Task to complete — Can you reproduce each of the records below word for word?

(Excerpts from point annotation data)
____
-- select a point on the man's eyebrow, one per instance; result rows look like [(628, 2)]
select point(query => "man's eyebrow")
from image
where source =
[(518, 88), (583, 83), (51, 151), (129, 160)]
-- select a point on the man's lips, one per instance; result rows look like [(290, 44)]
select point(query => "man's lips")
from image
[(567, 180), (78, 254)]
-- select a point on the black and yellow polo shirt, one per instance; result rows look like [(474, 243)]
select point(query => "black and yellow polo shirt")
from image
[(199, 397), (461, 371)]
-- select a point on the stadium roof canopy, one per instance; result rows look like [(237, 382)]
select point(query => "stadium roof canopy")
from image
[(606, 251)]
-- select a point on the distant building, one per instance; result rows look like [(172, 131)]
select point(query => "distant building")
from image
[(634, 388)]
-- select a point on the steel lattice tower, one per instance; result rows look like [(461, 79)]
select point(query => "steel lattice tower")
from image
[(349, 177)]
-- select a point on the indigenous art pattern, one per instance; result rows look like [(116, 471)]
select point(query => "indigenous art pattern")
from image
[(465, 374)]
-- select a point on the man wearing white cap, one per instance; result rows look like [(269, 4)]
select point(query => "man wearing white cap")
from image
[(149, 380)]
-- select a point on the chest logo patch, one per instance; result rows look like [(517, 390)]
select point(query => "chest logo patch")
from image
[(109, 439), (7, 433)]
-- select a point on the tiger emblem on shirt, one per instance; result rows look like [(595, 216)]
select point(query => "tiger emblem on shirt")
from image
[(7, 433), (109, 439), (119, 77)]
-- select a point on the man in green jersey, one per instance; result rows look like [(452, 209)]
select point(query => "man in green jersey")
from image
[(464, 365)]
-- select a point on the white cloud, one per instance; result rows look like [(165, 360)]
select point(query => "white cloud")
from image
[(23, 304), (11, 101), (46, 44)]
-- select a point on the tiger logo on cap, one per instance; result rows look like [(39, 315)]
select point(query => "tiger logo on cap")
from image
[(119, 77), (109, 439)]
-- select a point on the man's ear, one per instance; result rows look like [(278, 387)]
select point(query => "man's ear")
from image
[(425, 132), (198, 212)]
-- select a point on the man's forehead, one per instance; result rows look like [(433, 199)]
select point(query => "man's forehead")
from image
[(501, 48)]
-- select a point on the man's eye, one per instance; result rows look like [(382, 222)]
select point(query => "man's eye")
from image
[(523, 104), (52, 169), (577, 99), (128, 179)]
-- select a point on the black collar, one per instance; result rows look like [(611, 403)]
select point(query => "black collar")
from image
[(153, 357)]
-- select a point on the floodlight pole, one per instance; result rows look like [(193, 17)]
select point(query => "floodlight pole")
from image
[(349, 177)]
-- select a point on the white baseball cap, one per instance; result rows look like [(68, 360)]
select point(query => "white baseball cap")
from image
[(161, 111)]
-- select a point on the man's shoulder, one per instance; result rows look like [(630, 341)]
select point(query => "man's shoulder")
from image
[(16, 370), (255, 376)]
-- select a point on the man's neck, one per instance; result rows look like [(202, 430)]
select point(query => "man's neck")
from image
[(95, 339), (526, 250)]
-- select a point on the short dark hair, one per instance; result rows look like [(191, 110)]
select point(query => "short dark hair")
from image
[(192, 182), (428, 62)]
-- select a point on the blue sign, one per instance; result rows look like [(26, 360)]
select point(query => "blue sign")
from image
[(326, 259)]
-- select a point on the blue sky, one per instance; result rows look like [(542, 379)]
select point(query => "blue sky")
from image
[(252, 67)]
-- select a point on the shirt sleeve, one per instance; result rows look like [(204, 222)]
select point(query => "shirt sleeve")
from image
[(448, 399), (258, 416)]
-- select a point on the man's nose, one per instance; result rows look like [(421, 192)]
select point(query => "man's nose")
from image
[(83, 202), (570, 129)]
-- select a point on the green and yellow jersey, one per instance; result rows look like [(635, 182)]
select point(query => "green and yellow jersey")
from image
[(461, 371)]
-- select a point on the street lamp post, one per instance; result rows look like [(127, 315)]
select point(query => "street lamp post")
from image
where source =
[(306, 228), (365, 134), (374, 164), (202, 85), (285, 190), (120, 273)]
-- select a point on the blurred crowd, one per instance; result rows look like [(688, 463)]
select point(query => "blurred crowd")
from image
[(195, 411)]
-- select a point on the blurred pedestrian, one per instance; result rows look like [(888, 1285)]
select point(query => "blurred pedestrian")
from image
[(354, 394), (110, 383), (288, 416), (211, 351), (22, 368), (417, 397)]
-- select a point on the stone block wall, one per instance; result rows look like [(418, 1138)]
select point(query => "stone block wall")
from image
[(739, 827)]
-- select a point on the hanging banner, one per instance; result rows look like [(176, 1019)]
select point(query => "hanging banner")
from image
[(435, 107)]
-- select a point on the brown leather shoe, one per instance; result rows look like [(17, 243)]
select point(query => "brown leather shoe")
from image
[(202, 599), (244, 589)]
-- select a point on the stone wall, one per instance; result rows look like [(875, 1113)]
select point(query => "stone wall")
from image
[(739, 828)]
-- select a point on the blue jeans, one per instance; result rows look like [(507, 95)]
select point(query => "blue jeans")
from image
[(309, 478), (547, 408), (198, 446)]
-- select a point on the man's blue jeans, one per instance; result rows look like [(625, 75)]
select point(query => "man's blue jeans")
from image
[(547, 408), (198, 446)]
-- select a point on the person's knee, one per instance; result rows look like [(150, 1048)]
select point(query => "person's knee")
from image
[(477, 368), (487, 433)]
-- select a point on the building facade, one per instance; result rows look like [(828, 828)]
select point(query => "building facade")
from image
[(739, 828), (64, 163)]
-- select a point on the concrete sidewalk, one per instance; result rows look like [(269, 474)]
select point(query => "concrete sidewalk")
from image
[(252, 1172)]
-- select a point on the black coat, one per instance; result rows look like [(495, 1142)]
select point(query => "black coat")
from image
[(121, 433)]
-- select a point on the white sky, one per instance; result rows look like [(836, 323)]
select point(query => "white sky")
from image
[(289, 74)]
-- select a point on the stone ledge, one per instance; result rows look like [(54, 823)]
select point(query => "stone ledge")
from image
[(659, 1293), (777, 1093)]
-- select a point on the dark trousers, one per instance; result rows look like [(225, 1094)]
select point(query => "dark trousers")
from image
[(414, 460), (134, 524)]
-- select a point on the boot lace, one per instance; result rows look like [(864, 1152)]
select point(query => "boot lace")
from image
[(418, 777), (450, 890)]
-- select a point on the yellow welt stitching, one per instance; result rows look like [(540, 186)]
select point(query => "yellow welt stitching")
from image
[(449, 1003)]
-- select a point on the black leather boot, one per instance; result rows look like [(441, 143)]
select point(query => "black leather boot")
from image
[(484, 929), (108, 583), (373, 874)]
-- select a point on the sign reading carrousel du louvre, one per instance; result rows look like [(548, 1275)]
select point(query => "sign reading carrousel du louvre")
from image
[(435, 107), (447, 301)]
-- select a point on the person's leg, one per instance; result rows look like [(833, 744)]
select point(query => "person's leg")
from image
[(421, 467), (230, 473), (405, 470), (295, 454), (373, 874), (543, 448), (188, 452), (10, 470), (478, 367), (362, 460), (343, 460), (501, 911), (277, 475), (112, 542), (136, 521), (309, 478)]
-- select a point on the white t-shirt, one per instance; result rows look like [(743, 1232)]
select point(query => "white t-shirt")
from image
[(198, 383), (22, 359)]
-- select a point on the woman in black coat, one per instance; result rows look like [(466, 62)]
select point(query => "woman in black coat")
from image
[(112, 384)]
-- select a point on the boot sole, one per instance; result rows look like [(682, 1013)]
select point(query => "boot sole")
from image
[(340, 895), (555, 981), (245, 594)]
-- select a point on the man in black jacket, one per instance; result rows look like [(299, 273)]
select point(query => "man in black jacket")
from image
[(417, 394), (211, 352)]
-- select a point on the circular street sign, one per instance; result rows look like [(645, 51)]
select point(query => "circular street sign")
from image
____
The reply —
-- select a point on the man's eyebrow, one per instance; result rows look like [(628, 2)]
select point(query => "man's eyebrow")
from image
where source =
[(518, 88), (583, 83), (51, 151), (129, 160)]
-- select a point on the man's lips, one per instance; result rows look like [(290, 44)]
select point(query => "man's lips")
from image
[(567, 180), (78, 254)]
-- select a point on the black and yellow polo shirt, one per instance; result rows look like [(474, 243)]
select point(query => "black and yellow polo shirt")
from image
[(199, 397), (461, 371)]
-- select a point on the stadium roof canopy, one per instance; result rows look like [(237, 382)]
select point(query => "stadium roof canopy")
from image
[(606, 251)]
-- select a point on the distant building, one per instance; result rows look like [(172, 131)]
select point(query => "distant building")
from image
[(634, 388)]
-- select a point on the steel lattice tower, one per instance; result rows look like [(461, 79)]
select point(query => "steel lattice tower")
from image
[(349, 177)]
-- select a point on the indigenous art pattern, one per instance; result rows look like [(116, 471)]
select point(query => "indigenous art pattern")
from image
[(465, 374)]
-- select a point on the man wearing white cap, one per instance; result rows look like [(269, 4)]
select point(query => "man wearing white cap")
from image
[(149, 380)]
-- select a point on the chest logo patch, one per instance; result rows look like [(517, 390)]
select point(query => "chest logo patch")
from image
[(109, 439), (7, 433)]
-- select a point on the tiger emblem on shirt, one per instance; result rows look like [(595, 216)]
select point(query => "tiger emblem on shirt")
from image
[(7, 433), (109, 439), (119, 77)]
-- select a point on the man in green jersey, one per instance; result rows look like [(452, 209)]
select point(query => "man in green jersey")
from image
[(464, 365)]
-- select a point on the white cloud, one per instance; result rows look like [(165, 360)]
select point(query => "white cloud")
from image
[(23, 304), (11, 101), (46, 44)]
-- select a point on the tiger logo on cap, one per instance; result rows look like [(39, 315)]
select point(query => "tiger logo on cap")
from image
[(119, 77), (109, 439)]
-- select a point on the man's ear, one per instance; result rows look like [(278, 387)]
select point(query => "man's ear")
from image
[(425, 132), (198, 212)]
-- select a point on the man's forehead, one per instance; result rows look like [(433, 199)]
select point(query => "man's forehead")
from image
[(501, 48)]
-- select a point on the man's eye, one per instance; result rows look like [(382, 222)]
select point(query => "man's eye")
from image
[(523, 104), (52, 169), (577, 99), (128, 179)]
-- select a point on the black collar, one per instance; result rows look like [(611, 403)]
select point(query => "black collar")
from image
[(153, 357)]
-- select a point on the floodlight pole, one per instance; result rows look like [(193, 17)]
select point(query => "floodlight pole")
from image
[(349, 177)]
-- select a point on the white baseball cap, one per instance; result rows look like [(68, 360)]
select point(query => "white baseball cap")
from image
[(161, 111)]
-- select a point on the man's shoulder, one per instance; result rows look like [(630, 341)]
select point(query => "man's shoulder")
from image
[(16, 370), (255, 376)]
-- select a point on the man's neck, one per instance; result rows look like [(202, 430)]
select point(query => "man's neck")
from image
[(95, 339), (526, 250)]
-- select a point on the short dark hair, one per instance; result rows look like [(191, 110)]
select point(query => "short dark hair")
from image
[(192, 182), (428, 62)]
-- select a point on the blue sign, one per instance; result rows look like [(26, 360)]
select point(query => "blue sign")
from image
[(326, 259)]
-- select a point on the blue sky, one per instance; result rows look like [(542, 379)]
select point(query => "blue sky")
from image
[(252, 67)]
-- select a point on the shirt sleeve, one per instance; result rows look like [(204, 222)]
select point(query => "shirt sleeve")
from image
[(448, 399), (258, 416)]
-- select a point on the man's nose, one per instance; result rows look like [(421, 192)]
select point(query => "man's nose")
from image
[(83, 202), (570, 129)]
-- select a point on the green and yellow jersey, one per instance; result rows look like [(635, 182)]
select point(query => "green and yellow jersey")
from image
[(461, 371)]
-- select a point on the street lamp post, one per instance; result rows look like [(127, 315)]
select point(query => "street lamp post")
from image
where source =
[(306, 228), (365, 134), (374, 164), (202, 85), (285, 190), (120, 273)]
-- select a point on the blurred crowd, one per instance; result rows look like [(688, 463)]
select point(query => "blurred crowd")
from image
[(195, 411)]
-- select a point on the blurred pedestrian, one per instance; result rows look like [(888, 1285)]
select point(query => "blurred pedestrian")
from image
[(354, 394), (110, 383), (288, 416), (211, 351), (22, 368), (417, 397)]
-- select a point on the stone block wall, one per instance; result rows look like [(418, 1138)]
select point(query => "stone block wall")
from image
[(739, 827)]
-- select a point on the hanging banner, one per instance; result rows look like [(176, 1019)]
select point(query => "hanging banner")
from image
[(435, 107)]
-- select a point on the brown leather shoe, one per instance; result rows look like [(17, 243)]
select point(query => "brown leather shoe")
from image
[(202, 599), (244, 589)]
-- select a point on the stone wall, one per instance; result rows look like [(875, 1113)]
select point(query => "stone wall")
from image
[(739, 828)]
-- select a point on the blue jeans, one per instance; result rows look like [(507, 95)]
select point(query => "blue jeans")
from image
[(309, 478), (547, 408), (198, 446)]
-- select a point on the man's blue jeans, one per instance; result rows look like [(625, 75)]
select point(query => "man's blue jeans")
from image
[(547, 408), (198, 446)]
-- select a point on the person's knee, one per instance; result rows look like [(150, 1048)]
select point(query => "person's knee")
from image
[(477, 368), (487, 433)]
-- select a point on the building facade, one per instance; result rows look like [(828, 828)]
select point(query => "building facade")
from image
[(739, 828), (64, 163)]
-- select a point on the concrete sidewalk, one per instance; result rows look like [(269, 474)]
select point(query => "concrete sidewalk")
from image
[(252, 1172)]
-- select a point on the black coat, one per instance; result rows look like [(495, 1142)]
select point(query => "black coat")
from image
[(121, 433)]
-- select a point on the white sky, one per instance; result rows look like [(836, 323)]
select point(query => "white sky")
from image
[(289, 74)]
-- select a point on the stone ledge, one per instance; result rows look like [(54, 823)]
select point(query => "stone ledge")
from image
[(659, 1293), (777, 1093)]
-- select a point on the dark trousers, one per instance; result rows look like [(225, 1094)]
select point(query => "dark trousers")
from image
[(414, 460), (134, 524)]
-- select a point on the boot lace, one per instance; result rows look like [(864, 1152)]
select point(query => "boot lace")
from image
[(418, 777), (450, 890)]
-- select a point on the yellow welt stitching, one per instance; result rows look like [(540, 186)]
select point(query => "yellow welt stitching")
from image
[(449, 1003)]
-- select a point on the black leather boot, one per instance; result rows look like [(441, 143)]
select point(query => "black leather boot")
from image
[(484, 929), (108, 583), (373, 874)]
-- select a point on the sign reading carrousel du louvre, one per instance; result rows look like [(548, 1275)]
select point(query => "sign reading carrousel du louvre")
from image
[(435, 107), (447, 301)]
-- select a point on the person's leg, one per instance; result rows look like [(833, 744)]
select point(query => "person's leg")
from image
[(421, 467), (230, 473), (405, 470), (295, 454), (373, 874), (543, 448), (188, 452), (10, 470), (478, 367), (362, 460), (343, 460), (501, 911), (277, 475), (112, 542), (136, 521), (309, 478)]
-- select a point on the white t-shirt, one per instance; result rows look like [(743, 1232)]
select point(query => "white t-shirt")
from image
[(198, 383), (22, 359)]
-- select a point on the woman in black coat, one per instance; result rows look like [(466, 62)]
select point(query => "woman in black coat")
from image
[(112, 384)]
-- select a point on the boot sole, one per instance; result rows look like [(682, 1013)]
select point(query => "boot sole")
from image
[(340, 895), (555, 981), (245, 594)]
-- select a point on the man in black jacket, one per instance; result rows look like [(299, 273)]
select point(query => "man in black jacket")
from image
[(417, 394), (211, 352)]
-- select a point on the circular street sign, one per instance; result rows look like [(645, 51)]
select point(query => "circular street sign")
from image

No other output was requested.